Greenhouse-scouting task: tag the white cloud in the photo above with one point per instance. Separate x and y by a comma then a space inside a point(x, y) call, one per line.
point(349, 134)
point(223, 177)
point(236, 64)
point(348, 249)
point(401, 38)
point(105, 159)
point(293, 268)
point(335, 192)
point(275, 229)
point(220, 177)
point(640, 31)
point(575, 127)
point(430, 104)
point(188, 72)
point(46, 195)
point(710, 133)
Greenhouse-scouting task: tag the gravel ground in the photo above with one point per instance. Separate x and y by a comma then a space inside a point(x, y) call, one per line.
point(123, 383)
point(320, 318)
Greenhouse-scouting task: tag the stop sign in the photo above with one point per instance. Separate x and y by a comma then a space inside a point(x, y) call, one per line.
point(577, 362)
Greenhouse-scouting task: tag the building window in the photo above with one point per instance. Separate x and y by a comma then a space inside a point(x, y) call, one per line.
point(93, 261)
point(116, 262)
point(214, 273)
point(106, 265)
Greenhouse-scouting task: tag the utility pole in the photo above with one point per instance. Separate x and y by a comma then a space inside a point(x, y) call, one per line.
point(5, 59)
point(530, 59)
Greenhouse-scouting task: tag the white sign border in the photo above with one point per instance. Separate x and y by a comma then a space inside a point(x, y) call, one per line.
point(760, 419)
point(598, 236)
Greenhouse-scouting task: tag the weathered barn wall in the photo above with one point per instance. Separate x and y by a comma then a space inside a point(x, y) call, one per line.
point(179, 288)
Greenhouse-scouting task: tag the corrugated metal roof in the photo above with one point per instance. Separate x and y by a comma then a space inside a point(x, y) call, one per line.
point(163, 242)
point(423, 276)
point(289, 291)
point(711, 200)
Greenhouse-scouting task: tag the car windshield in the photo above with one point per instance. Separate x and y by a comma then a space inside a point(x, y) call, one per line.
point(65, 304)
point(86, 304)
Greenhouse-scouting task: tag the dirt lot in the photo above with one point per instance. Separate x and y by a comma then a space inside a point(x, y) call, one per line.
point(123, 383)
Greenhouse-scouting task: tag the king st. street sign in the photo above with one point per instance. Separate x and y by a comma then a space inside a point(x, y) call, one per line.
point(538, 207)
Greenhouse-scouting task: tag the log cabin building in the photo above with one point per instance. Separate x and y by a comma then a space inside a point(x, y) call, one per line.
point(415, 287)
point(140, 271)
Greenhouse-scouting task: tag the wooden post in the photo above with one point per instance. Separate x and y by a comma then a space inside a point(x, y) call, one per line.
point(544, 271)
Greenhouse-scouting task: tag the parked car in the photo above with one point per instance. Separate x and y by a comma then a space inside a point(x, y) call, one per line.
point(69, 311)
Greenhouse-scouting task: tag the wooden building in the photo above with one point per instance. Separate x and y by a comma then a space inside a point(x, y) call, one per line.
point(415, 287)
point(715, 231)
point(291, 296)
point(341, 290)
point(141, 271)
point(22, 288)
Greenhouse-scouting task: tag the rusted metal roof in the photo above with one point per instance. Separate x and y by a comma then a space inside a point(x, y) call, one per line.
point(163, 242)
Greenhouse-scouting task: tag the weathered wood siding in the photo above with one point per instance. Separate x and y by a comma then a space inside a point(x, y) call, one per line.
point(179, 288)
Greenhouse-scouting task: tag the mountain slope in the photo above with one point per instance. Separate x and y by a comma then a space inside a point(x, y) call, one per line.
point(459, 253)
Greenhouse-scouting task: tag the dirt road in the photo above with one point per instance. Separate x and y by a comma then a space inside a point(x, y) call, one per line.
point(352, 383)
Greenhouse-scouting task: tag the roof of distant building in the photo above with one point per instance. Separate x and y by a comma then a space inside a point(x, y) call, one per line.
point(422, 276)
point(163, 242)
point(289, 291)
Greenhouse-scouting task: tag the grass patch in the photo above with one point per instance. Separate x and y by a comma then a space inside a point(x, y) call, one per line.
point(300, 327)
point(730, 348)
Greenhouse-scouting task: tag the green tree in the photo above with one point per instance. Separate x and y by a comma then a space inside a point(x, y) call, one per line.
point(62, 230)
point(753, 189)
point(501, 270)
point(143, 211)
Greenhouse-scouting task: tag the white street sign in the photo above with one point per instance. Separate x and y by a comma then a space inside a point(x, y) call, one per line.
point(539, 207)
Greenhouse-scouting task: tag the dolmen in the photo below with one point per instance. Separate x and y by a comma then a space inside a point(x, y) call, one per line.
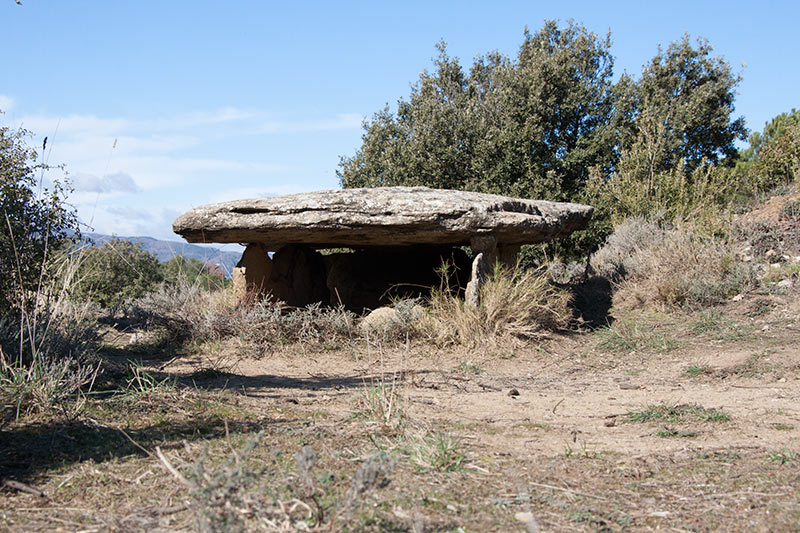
point(363, 248)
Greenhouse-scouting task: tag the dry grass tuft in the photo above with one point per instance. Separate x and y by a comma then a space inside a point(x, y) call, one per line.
point(518, 304)
point(680, 267)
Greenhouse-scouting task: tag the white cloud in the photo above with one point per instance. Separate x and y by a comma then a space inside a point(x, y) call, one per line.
point(117, 182)
point(124, 170)
point(339, 122)
point(6, 103)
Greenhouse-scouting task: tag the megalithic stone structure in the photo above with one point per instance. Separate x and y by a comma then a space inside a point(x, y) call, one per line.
point(397, 236)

[Brief]:
With images omitted, output the data exactly as given.

[Answer section]:
Greenhouse-scouting task: tag the white cloud in the photo above with one point per instance. Separate x and y by a comma then a space inside a point(x, y) call, one per line.
point(349, 134)
point(223, 177)
point(236, 64)
point(348, 249)
point(401, 38)
point(105, 159)
point(293, 268)
point(335, 192)
point(275, 229)
point(220, 177)
point(640, 31)
point(575, 127)
point(430, 104)
point(188, 72)
point(46, 195)
point(710, 133)
Greenhouse-scouting task: tag the gravel ground in the photo above with one point per instance. Separate x and y by a comma then a space inside a point(x, y) call, one per line.
point(123, 383)
point(320, 318)
Greenhouse-scouting task: tag the stop sign in the photo above with one point per instance. Separate x and y by a comma then a space inside a point(x, y) call, one per line.
point(577, 362)
Greenhouse-scouting task: tag the building window in the photo above with one point per instance. Separate x and y by a comma then a space inside a point(x, y) call, one per line.
point(93, 261)
point(116, 262)
point(214, 273)
point(106, 265)
Greenhouse-scouting task: tag the utility pole in the photo above with one point per instance. Separate x and y by a comma then a space inside a point(x, y) call, one per line.
point(5, 59)
point(530, 59)
Greenhouse-scouting task: tag the white sign border in the photo above with one point per instance. Separate x and y by a comma then a space inside a point(x, y) call, one per line.
point(760, 419)
point(598, 236)
Greenhouse-scouting task: tag the weathered barn wall in the photo above with one point per instance. Separate x and y by a comma then a space inside a point(x, y) call, one per line.
point(179, 288)
Greenhouse-scouting task: tag the corrugated metal roof in the photo above with one point per instance. Separate x and y by a comma then a space inside a point(x, y) call, one per line.
point(163, 242)
point(423, 276)
point(289, 291)
point(711, 200)
Greenhouse-scouting task: tag the car windshield in the photo above with one point per instance. Separate x and y by a comma then a space inside a point(x, y) call, one per line.
point(65, 304)
point(86, 304)
Greenhouse-scouting task: tag the dirt lot in the photo above with one point per instance. Separate x and y by a comma then a space inside a point(x, y) call, one per line.
point(123, 383)
Greenhouse-scouting task: tag the king st. street sign in the photo above with one point per instance. Separate x and y by a comma then a space inside a point(x, y) call, one per line.
point(538, 207)
Greenhouse-scouting task: tag the log cabin building in the photo above with one point per instance. Separate x and y by a comma then a space inside a point(x, y) call, one per line.
point(415, 287)
point(140, 271)
Greenhouse-scouting task: tag the wooden post in the photo above with one point per instance. Separate x and y by a comma then a space inside a point(x, y) call, one per line.
point(544, 271)
Greenhouse-scouting task: tag the parked car in the photo above with one point per instance. Separate x and y by a comma then a space inside a point(x, y) call, one per line.
point(69, 311)
Greenhouse-scouting task: tag the wooden building in the photo above with one point per instance. Separate x and y by a comma then a space inside a point(x, y) call, one per line.
point(415, 287)
point(715, 231)
point(291, 296)
point(341, 290)
point(141, 271)
point(22, 288)
Greenhouse-scouting task: tag the rusted metal roof in the photo above with one point per instance. Separate x and y by a comma then a space inside a point(x, y) call, one per line.
point(163, 242)
Greenhouse-scouting task: tag the weathered wood siding in the photo above with one point per instance. Separate x and y by a comma then a space inside a point(x, y) call, one per line.
point(179, 288)
Greenhouse-scouting task: tag the mountain slope in the photo above with one point per instance. Separate x and y by a comma then a space inside a point(x, y) call, one per line.
point(459, 253)
Greenhouse-scouting task: tag the dirt road in the photo above with one point per instance. Separate x and y by a comma then a space inside a point(x, y) call, one per line.
point(352, 383)
Greenhouse-scouting task: tag the roof of distant building in the photo above with one point per instance. Separate x and y by a comma then a space inside a point(x, y) call, one per line.
point(422, 276)
point(163, 242)
point(289, 291)
Greenhouse-scouting task: tag the grass patch in the photo above with one point per instance. Separate x and y by a comma then a space inside a point(x, y) call, one per line.
point(300, 327)
point(730, 348)
Greenhouse-scouting task: tag the green tree in the photo above with one point per instance. Separate x and y by a comma then a space inside a point(x, y) call, one per line.
point(62, 230)
point(753, 189)
point(501, 270)
point(143, 211)
Greenhouse-scouting task: tag the white street sign in the photo above with one point per instance. Separate x and y by a comma then a space inside a point(x, y) call, one per line.
point(539, 207)
Greenhouse-scouting task: tag the dolmen in the photo below with one point per instance. Separate x and y by a comma then a space inside a point(x, y) call, one per line.
point(363, 248)
Greenhouse-scouting task: tag the dry grass tuft in the photo above with one point per instance. Separate x and y by a comma then a space inside a point(x, y) call, one per line.
point(518, 304)
point(680, 267)
Greenhouse-scouting task: tag the white cloud in the photo above with one point per instance. Separate x and y by a comma then a space inside a point(x, y) call, one per line.
point(117, 182)
point(124, 170)
point(339, 122)
point(6, 103)
Greenhouse-scouting task: tag the megalithic stone structure in the photo above with one point per instance. Separate x and y by a comma then a space inside a point(x, y) call, one per line.
point(397, 236)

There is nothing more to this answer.